The records>
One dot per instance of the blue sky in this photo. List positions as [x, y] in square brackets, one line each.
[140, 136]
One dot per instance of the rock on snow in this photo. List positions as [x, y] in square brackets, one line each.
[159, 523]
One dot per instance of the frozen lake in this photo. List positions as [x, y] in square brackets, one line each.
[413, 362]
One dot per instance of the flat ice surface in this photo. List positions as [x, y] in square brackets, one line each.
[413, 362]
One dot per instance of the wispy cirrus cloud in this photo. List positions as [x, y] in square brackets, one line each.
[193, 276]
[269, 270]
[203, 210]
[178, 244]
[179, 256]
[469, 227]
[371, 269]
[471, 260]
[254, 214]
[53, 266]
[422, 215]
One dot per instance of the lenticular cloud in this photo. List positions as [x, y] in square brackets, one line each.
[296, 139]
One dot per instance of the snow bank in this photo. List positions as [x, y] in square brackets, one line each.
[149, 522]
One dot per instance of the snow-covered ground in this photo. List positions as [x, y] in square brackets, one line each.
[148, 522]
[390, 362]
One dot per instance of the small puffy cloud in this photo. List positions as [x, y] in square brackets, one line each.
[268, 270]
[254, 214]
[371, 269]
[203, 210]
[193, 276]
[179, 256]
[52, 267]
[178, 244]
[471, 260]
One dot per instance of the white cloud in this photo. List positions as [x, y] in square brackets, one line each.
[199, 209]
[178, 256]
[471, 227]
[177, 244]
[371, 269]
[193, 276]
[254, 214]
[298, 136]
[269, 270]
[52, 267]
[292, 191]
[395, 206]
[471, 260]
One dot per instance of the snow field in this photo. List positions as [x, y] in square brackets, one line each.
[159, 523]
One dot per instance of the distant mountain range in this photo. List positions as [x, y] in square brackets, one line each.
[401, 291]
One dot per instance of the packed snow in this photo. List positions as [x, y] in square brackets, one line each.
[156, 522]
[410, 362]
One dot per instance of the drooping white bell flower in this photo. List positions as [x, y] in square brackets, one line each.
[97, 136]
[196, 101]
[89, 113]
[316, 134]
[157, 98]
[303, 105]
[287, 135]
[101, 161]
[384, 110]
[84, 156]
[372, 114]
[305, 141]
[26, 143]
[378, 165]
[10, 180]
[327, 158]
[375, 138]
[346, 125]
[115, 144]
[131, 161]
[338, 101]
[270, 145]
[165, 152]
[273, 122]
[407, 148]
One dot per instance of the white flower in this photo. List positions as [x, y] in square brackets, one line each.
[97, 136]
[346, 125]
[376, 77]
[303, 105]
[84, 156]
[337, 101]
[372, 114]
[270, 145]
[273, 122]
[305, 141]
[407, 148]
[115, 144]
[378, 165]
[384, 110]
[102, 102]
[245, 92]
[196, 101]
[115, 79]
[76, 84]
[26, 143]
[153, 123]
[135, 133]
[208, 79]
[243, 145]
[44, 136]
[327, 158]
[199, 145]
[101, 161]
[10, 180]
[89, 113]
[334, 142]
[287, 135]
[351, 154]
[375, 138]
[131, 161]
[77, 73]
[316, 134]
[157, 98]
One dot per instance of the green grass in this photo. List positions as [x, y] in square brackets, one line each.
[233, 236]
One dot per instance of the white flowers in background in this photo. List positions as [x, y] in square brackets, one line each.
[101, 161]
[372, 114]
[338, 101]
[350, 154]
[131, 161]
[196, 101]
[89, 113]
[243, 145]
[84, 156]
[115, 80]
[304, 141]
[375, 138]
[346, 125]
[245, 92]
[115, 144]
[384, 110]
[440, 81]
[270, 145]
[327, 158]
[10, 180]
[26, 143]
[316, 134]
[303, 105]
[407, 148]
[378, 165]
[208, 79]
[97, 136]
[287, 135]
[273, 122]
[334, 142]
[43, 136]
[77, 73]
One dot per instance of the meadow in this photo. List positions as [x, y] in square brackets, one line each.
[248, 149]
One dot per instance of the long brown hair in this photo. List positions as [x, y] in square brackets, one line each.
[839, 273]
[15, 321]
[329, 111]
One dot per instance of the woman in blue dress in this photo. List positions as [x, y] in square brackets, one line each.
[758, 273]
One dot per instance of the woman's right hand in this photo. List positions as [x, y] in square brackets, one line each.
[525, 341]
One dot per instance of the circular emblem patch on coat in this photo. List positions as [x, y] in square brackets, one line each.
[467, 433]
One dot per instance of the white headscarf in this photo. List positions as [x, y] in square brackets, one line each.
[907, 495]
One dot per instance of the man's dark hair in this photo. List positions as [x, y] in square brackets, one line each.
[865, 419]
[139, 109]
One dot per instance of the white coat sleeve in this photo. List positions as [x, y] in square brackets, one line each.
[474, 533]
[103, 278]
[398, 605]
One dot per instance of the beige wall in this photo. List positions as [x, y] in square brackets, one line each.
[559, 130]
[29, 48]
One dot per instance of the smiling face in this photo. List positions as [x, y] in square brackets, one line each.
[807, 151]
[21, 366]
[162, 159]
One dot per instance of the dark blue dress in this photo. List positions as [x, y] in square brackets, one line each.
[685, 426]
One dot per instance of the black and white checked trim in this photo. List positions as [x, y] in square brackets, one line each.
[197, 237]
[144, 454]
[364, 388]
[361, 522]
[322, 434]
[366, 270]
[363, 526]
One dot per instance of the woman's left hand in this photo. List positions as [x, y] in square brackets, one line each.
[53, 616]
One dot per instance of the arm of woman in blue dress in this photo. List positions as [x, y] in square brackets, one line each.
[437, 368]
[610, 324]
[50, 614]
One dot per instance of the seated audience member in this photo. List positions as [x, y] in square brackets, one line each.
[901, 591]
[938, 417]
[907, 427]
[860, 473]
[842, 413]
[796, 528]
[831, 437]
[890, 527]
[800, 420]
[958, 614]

Task brief> Take the entries above and return all of them exactly.

Exercise response>
One dot per instance of the blue sky in this photo. List positions as [x, y] in square brackets, one line each.
[140, 136]
One dot per instance of the rock on snow in this photo. List positions as [x, y] in square brackets, one line each.
[159, 523]
One dot per instance of the frozen lake in this photo. List positions as [x, y] in square brackets, one line each.
[413, 362]
One dot per instance of the flat ice surface in this photo. List positions as [x, y] in square brackets, one line each.
[413, 362]
One dot per instance of the wispy cirrus cloud in this photo. List positions as [x, y] in square brackets, one line each.
[193, 276]
[269, 270]
[203, 210]
[178, 244]
[179, 256]
[469, 227]
[371, 269]
[471, 260]
[254, 214]
[53, 266]
[422, 215]
One dot per instance of the lenticular cloud in this photo. List positions as [x, y] in square brackets, one line each.
[296, 139]
One dot per instance of the snow bank in this photo. List positions as [x, y] in square brackets, one line each.
[149, 522]
One dot per instance of the snow-covered ground in this photo. List positions as [x, y] in square brackets, one line each.
[148, 522]
[390, 362]
One dot per instance of the small puffy cloud in this photo. List positions as [x, y] in square brackets, one line each.
[268, 270]
[254, 214]
[371, 269]
[203, 210]
[193, 276]
[179, 256]
[52, 267]
[178, 244]
[471, 260]
One dot per instance of the white cloud in this photo. List positions as [x, y] in square brackets, one line each.
[199, 209]
[178, 256]
[471, 227]
[177, 244]
[371, 269]
[193, 276]
[254, 214]
[298, 136]
[269, 270]
[52, 267]
[292, 191]
[395, 206]
[471, 260]
One dot per instance of the snow field in this photo. List positions as [x, y] in square brackets, one line each.
[159, 523]
One dot per instance of the distant mountain range in this photo. List positions as [x, y] in square brackets, one line each.
[401, 291]
One dot per instance of the packed snow in this photo. List positions as [x, y] in square brackets, one line each.
[156, 522]
[410, 362]
One dot per instance of the drooping white bell flower in this photo. List positions as [x, y] in square brackets, one line each.
[97, 136]
[196, 101]
[89, 113]
[316, 134]
[157, 98]
[303, 105]
[287, 135]
[101, 161]
[384, 110]
[84, 156]
[372, 114]
[305, 141]
[26, 143]
[378, 165]
[10, 180]
[327, 158]
[375, 138]
[346, 125]
[115, 144]
[131, 161]
[338, 101]
[270, 145]
[165, 152]
[273, 122]
[407, 148]
One dot per instance of the white flower in this photo. List positions as [x, y] in square brackets, one line each.
[97, 136]
[346, 125]
[376, 77]
[303, 105]
[84, 156]
[337, 101]
[372, 114]
[270, 145]
[273, 122]
[305, 141]
[407, 148]
[115, 144]
[378, 165]
[384, 110]
[102, 102]
[245, 92]
[196, 101]
[115, 79]
[76, 84]
[26, 143]
[153, 123]
[135, 133]
[208, 79]
[243, 145]
[44, 136]
[327, 158]
[199, 145]
[101, 161]
[10, 180]
[89, 113]
[334, 142]
[287, 135]
[351, 154]
[375, 138]
[131, 161]
[77, 73]
[316, 134]
[157, 98]
One dot per instance of the green grass in this photo. List positions as [x, y] in square brackets, one line each.
[233, 236]
One dot per instance of the white flowers in background in this photo. List positions as [x, y] in square brackets, one line each.
[101, 161]
[372, 114]
[338, 101]
[350, 154]
[131, 161]
[196, 101]
[89, 113]
[243, 145]
[84, 156]
[115, 80]
[304, 141]
[375, 138]
[346, 125]
[245, 92]
[115, 144]
[384, 110]
[440, 81]
[270, 145]
[327, 158]
[10, 180]
[26, 143]
[316, 134]
[303, 105]
[407, 148]
[378, 165]
[208, 79]
[97, 136]
[287, 135]
[273, 122]
[334, 142]
[43, 136]
[77, 73]
One dot per instance of the meadow in this photo. List positions as [x, y] in square brackets, one line each.
[248, 149]
One dot per instance of the long brown hair in this photo. List positions as [x, y] in square brackets, one line each.
[839, 273]
[15, 321]
[329, 111]
One dot per instance of the woman in blue dress in this photo. List positions as [x, y] in square brackets, one line each.
[758, 273]
One dot per instance of the woman's right hand in this photo. List positions as [x, y] in square brackets, one line each.
[525, 341]
One dot per instance of the circular emblem patch on coat in this photo. List positions as [x, y] in square brackets, one line each.
[467, 433]
One dot per instance of the white headscarf in this photo. List positions as [x, y] in square brackets, one line each.
[907, 495]
One dot per instance of the man's dark hair in this photo. List positions as [x, y] in square brackets, one line each.
[865, 419]
[139, 109]
One dot per instance of the white coat sleeve in this photo. List positions as [x, y] in square brackets, one line each.
[474, 533]
[103, 278]
[398, 605]
One dot per instance of the beige wall in this photo. List positions as [x, y] in square brackets, one line each.
[559, 130]
[29, 48]
One dot per instance of the smiling face in this photo. List positions as [x, y] in square brackets, one line each.
[807, 151]
[21, 366]
[162, 159]
One dot per instance of the dark blue dress in this photo. List positions as [x, y] in square brackets, one line each.
[685, 426]
One dot per instance of the black and white checked trim in this photo. List positions as [x, y] in square brackets, one line each.
[197, 237]
[144, 454]
[364, 388]
[361, 522]
[322, 434]
[366, 270]
[363, 526]
One dot per instance of the woman's left hand in this photo. List positions as [x, y] in square brackets, one line each.
[53, 616]
One dot per instance of the arm of woman in blue dress in this photo. List positions as [x, y] in square brackets, one line each.
[437, 368]
[610, 324]
[50, 614]
One dot per instance of the seated audience member in this photo. List positions as [x, y] in square brackets, one line each.
[901, 591]
[938, 417]
[907, 427]
[860, 473]
[842, 413]
[796, 528]
[831, 437]
[890, 527]
[800, 420]
[958, 614]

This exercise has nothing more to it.